Assignment 1.
Rewrite the paragraph of the risk difference estimation article that begins "In Randomized Controlled Trials (RCTs), treatment effect" as a shorter paragraph that keeps its main facts.
Assignment 2.
Reproduce the stretch of the risk difference estimation article from "Convergence rates were" through "90% or more.".

Document section.

+1 (929) 600-8049

- Feedback
- Signup
- Submit Manuscript

e-Pub

Full Text

Open Access Biostatistics & Bioinformatics

Adjusted Risk Difference Estimation: An Assessment of Convergence Problems with Application to Malaria Efficacy Studies

Mukaka Mavuto^2,4,5*, White SA³ , Mwapasa V², Kalilani-Phiri L², Terlouw DJ^1,2,3 and Faragher Brian E³

¹College of Medicine, University of Malawi, Malawi

²Department of Public Health, University of Malawi, Malawi

³Liverpool School of Tropica! Medicine, UK

⁴Mahidol-Oxford Tropical Medicine Research Unit, Mahidol University, Thailand

⁵Nuffield Department of Medicine Research Building, University of Oxford, UK

*Corresponding author: Mavuto Mukaka, Head of Statistics, Mahidol-Oxford Tropical Medicine Research Unit, Mahidol University, 60^th Anniversary Chalermprakiat Building, 3^rd Floor, 420/6 Ratchawithi Rd, Ratchathewi District, Bangkok, 10400, Thailand

Submission: November 10, 2017; Published: December 22, 2017

DOI: 10.31031/OABB.2017.01.000502

ISSN: 2578-0247
Volume1 Issue1

Abstract

A common measure of treatment effect in malaria efficacy studies is the risk difference, which can be estimated using binomial regression models. These models can fail to provide estimates, however, due to model failure or model convergence problems. Such failure most commonly occurs when the rate is close to 0% or 100% (a "boundary problem”) but can also occur occasionally even when the rate is not close to a boundary. This paper reports the findings from simulation studies performed to evaluate the factors that may contribute to model failure when using binomial regression to derive risk difference estimates.

Convergence rates were found to fall:

i) As one or both efficacy rates moved towards a boundary value, irrespective of the number of covariates included in the model;

ii) As the numbers of covariates in the model increased;

iii) As the levels of correlation between covariates the covariates increased. In all circumstances, convergence was poor when the efficacy rate in either group was 90% or more.

Introduction

In Randomized Controlled Trials (RCTs), treatment effect for binary outcomes is usually measured using a risk ratio, an odds ratio or a risk difference [1]. Risk differences are becoming more widely reported in RCTs, especially in malaria efficacy studies [2-4]. These are now frequently used when the objective is to compare treatment effect between treatments as commonly used alternatives such as odds ratios and risk ratios can be difficult for general medical researchers to interpret [5]. A major concern with odds ratios is that these are prone to misinterpretation even when the efficacy of the outcome measure is common, easily leading to invalid inferences of treatment effect [6-9]. Likewise, risk ratios can be difficult to understand, especially in equivalence studies, as their interpretation depends on whether a failure or a success is being modelled; while failure and success rates are clearly complementary, the inference that can be drawn for each of these endpoints may differ in some cases [5,10].

Dataset records.
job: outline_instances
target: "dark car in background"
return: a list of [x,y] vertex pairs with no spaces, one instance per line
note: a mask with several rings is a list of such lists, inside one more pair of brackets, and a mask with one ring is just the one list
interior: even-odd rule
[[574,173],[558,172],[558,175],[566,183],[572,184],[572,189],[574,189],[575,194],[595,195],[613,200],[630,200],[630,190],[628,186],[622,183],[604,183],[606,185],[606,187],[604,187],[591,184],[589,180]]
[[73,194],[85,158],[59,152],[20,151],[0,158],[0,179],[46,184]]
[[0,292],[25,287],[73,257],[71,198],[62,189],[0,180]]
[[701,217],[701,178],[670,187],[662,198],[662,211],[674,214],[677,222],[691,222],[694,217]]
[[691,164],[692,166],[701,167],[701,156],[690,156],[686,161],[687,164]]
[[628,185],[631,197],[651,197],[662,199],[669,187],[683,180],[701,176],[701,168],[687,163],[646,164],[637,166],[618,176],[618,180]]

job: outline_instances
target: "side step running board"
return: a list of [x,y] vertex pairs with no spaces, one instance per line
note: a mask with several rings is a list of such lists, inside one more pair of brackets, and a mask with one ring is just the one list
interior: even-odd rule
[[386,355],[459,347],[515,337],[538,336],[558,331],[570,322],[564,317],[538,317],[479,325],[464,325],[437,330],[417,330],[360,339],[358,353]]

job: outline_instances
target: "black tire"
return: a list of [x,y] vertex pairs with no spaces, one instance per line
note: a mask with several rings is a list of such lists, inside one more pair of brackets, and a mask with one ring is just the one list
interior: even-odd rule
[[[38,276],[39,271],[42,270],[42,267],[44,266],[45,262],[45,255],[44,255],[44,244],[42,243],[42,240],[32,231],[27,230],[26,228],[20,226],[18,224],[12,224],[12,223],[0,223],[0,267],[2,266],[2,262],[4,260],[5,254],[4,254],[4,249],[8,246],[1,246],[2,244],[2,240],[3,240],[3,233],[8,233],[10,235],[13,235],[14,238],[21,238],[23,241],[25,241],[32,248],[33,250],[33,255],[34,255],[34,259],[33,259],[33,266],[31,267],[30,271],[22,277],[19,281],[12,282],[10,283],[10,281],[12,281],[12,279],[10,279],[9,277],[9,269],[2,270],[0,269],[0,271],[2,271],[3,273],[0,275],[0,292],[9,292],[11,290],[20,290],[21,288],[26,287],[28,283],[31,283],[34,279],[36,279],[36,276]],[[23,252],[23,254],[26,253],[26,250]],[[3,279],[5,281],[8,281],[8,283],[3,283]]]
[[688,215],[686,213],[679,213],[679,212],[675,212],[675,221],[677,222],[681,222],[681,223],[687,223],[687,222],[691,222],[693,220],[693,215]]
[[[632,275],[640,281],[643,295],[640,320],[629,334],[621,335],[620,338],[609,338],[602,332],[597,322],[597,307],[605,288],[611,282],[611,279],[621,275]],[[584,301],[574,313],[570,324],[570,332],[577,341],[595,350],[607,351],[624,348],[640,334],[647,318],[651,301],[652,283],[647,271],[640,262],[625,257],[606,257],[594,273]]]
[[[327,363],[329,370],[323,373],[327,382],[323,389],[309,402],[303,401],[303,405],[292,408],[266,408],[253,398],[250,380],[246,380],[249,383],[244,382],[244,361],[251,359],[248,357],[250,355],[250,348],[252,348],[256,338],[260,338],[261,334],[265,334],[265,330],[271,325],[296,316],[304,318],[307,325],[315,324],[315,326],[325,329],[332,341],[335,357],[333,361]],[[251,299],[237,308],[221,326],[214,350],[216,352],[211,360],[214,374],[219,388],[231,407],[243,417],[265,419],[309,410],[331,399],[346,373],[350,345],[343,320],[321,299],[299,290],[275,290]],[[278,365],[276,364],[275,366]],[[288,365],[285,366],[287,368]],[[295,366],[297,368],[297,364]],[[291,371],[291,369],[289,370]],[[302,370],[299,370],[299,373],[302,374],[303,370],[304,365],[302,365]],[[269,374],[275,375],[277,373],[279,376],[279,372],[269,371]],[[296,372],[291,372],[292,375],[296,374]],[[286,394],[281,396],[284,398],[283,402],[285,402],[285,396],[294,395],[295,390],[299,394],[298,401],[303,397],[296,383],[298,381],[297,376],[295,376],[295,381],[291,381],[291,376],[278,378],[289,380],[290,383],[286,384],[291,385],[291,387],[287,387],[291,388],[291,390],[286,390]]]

Worked solution 1.
In randomized controlled trials, treatment effect for binary outcomes is usually measured as a risk ratio, an odds ratio or a risk difference. Risk differences are increasingly reported, especially in malaria efficacy studies, because odds ratios and risk ratios can be hard for general medical researchers to interpret. Odds ratios are prone to misinterpretation even when the efficacy of the outcome measure is common, which can lead to invalid inferences of treatment effect. Risk ratios can also be hard to understand, particularly in equivalence studies, because their interpretation depends on whether failure or success is modelled, and the inferences for these two complementary endpoints may sometimes differ.

Worked solution 2.
Convergence rates were found to fall:

i) As one or both efficacy rates moved towards a boundary value, irrespective of the number of covariates included in the model;

ii) As the numbers of covariates in the model increased;

iii) As the levels of correlation between covariates the covariates increased. In all circumstances, convergence was poor when the efficacy rate in either group was 90% or more.